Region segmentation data
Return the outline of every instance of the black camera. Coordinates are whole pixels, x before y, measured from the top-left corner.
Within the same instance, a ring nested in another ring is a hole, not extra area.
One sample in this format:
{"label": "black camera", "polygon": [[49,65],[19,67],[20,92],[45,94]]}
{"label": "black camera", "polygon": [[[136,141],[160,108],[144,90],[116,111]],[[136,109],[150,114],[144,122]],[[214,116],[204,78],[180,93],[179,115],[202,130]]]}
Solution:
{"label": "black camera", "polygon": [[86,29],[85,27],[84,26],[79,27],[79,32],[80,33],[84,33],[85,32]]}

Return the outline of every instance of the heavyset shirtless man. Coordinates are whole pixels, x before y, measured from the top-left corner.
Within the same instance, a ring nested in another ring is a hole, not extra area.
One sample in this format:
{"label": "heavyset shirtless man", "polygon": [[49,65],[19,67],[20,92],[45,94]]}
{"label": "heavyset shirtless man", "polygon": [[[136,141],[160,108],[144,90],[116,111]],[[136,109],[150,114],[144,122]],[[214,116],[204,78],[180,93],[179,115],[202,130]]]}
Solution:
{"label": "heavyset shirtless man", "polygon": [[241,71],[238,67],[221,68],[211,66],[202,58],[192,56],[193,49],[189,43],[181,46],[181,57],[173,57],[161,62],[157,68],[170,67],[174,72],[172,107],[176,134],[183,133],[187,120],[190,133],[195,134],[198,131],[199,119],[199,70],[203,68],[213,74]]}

SET PROBLEM =>
List each line of the records above that contains the word "outline". Case counts.

WRITTEN ANSWER =>
Return the outline of every instance of the black camera. Coordinates are whole pixels, x before y, measured from the top-left corner.
Return the outline of every instance of the heavyset shirtless man. Coordinates are whole pixels, x before y, measured from the top-left corner.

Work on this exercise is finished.